* **Ziel der Übung**: Schreibe aus dem unten stehenden Text über Veränderung im Unternehmen den Abschnitt wortgetreu ab, der mit den Worten „Aus meiner Sicht“ beginnt und mit „mit Veränderung stärken.“ endet.

Veränderungen gehören zu unserem Alltag, sind aber dennoch für viele belastend. Bei nilo haben wir im letzten Jahr selbst eine ungemein große Veränderung erlebt: Nach dem Zusammenschluss mit Likeminded – der spannend und aufregend war und so viel vorangebracht hat – mussten wir uns auch damit auseinandersetzen, was Veränderungen für das Team bedeuten und welche Herausforderungen das mit sich bringen kann.
Für viele Mitarbeitende bedeutet Veränderung nicht nur neue Prozesse, sondern vor allem: Stress, Unsicherheit und manchmal auch Angst. Das ist menschlich, denn unser Gehirn reagiert auf Veränderungen zunächst mit Vorsicht. Neue Situationen werden als potenzielle Bedrohung bewertet, nicht als Chance. Doch wenn Veränderung gut gestaltet wird, kann sie auch als Chance erlebt werden – ein Impuls für Wachstum, Lernen und Zusammenarbeit.
Aus meiner Sicht scheitert die Veränderungsbereitschaft im Team oft an der Kultur im Unternehmen – und das hat viel mit psychologischer Sicherheit und der Rolle von Führungskräften zu tun. HR und Führungskräfte können in Zeiten der Veränderung einiges tun, um das mentale Wohlbefinden im Team in der Strategie und der Kultur des Unternehmens zu verankern. Mitarbeitende wiederum können auch auf individueller Ebene ihre Resilienz und ihren Umgang mit Veränderung stärken.
Warum Veränderung uns oft belastet – und was unser Gehirn damit zu tun hat
Zugegeben: Change-Prozesse in Unternehmen sind nicht dafür bekannt, unser Stresslevel zu senken. Im Gegenteil: Oft wirken sie wie ein Katalysator für Unsicherheit. Häufige Gründe für mentale Belastungen in Zeiten der Veränderung sind ein erhöhtes Arbeitspensum, unsichere Führung, Konflikte im Team und die Angst vor Jobverlust. Und nicht zuletzt: neue Prozesse und Arbeitsweisen, die zunächst überfordern. Dieses Gefühl kennen viele von uns sehr gut – etwa, wenn man in einen neuen Job startet.

[Ausschnitt aus einer Datendatei]
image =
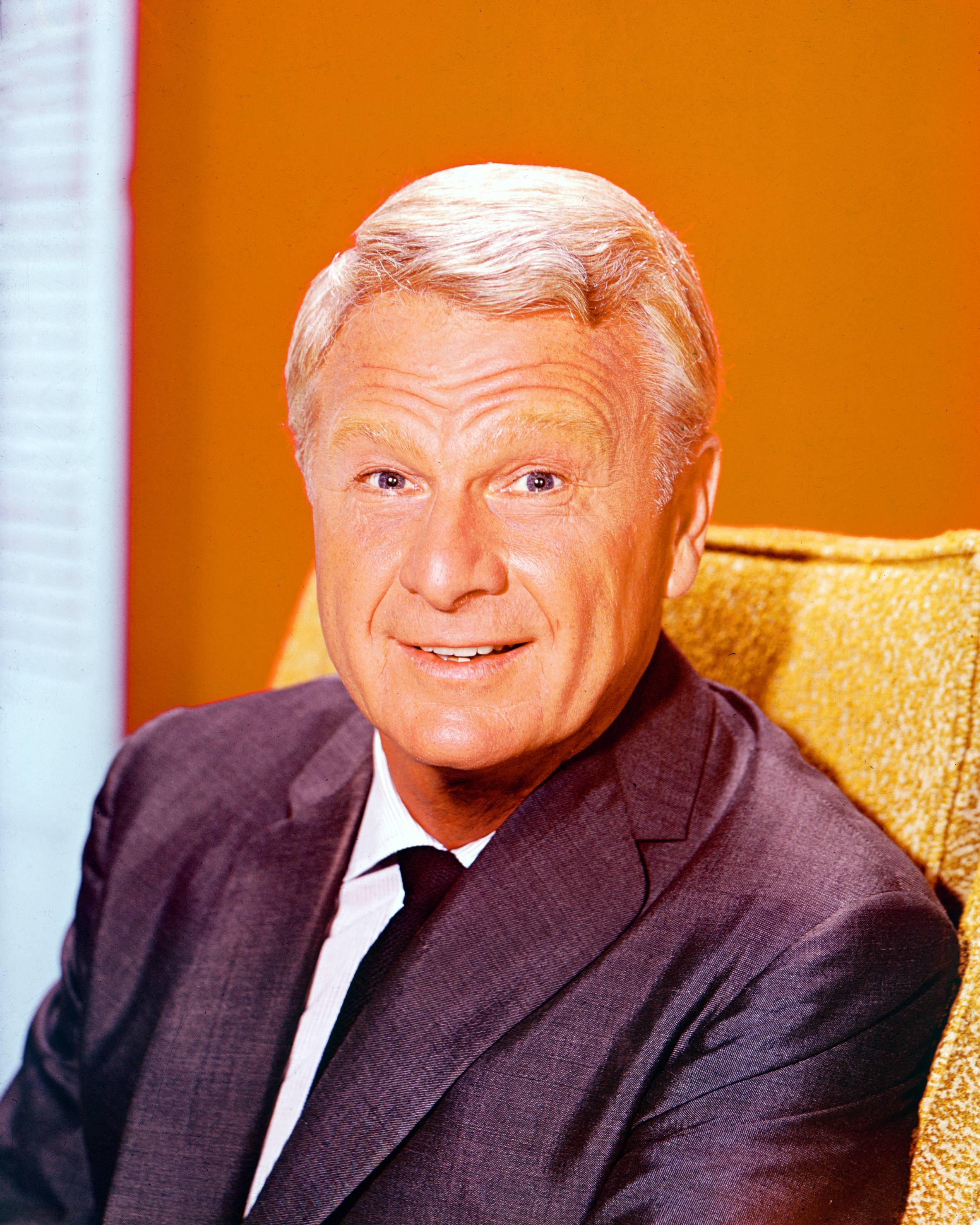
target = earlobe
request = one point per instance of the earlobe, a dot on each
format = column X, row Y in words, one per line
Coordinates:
column 684, row 572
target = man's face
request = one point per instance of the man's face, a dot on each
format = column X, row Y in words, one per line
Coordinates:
column 485, row 487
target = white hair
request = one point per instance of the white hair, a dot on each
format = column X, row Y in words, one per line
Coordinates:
column 509, row 240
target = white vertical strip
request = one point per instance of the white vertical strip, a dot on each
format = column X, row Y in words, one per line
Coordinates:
column 67, row 85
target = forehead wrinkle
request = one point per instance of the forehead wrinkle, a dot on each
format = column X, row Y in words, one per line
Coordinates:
column 506, row 375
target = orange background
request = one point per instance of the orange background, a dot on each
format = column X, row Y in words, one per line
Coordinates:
column 820, row 159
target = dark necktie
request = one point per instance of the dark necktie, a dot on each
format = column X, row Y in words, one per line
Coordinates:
column 427, row 876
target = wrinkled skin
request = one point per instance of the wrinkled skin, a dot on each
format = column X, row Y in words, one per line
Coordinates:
column 488, row 482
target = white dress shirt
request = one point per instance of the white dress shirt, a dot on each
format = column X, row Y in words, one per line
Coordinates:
column 369, row 897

* **Antwort**:
Aus meiner Sicht scheitert die Veränderungsbereitschaft im Team oft an der Kultur im Unternehmen – und das hat viel mit psychologischer Sicherheit und der Rolle von Führungskräften zu tun. HR und Führungskräfte können in Zeiten der Veränderung einiges tun, um das mentale Wohlbefinden im Team in der Strategie und der Kultur des Unternehmens zu verankern. Mitarbeitende wiederum können auch auf individueller Ebene ihre Resilienz und ihren Umgang mit Veränderung stärken.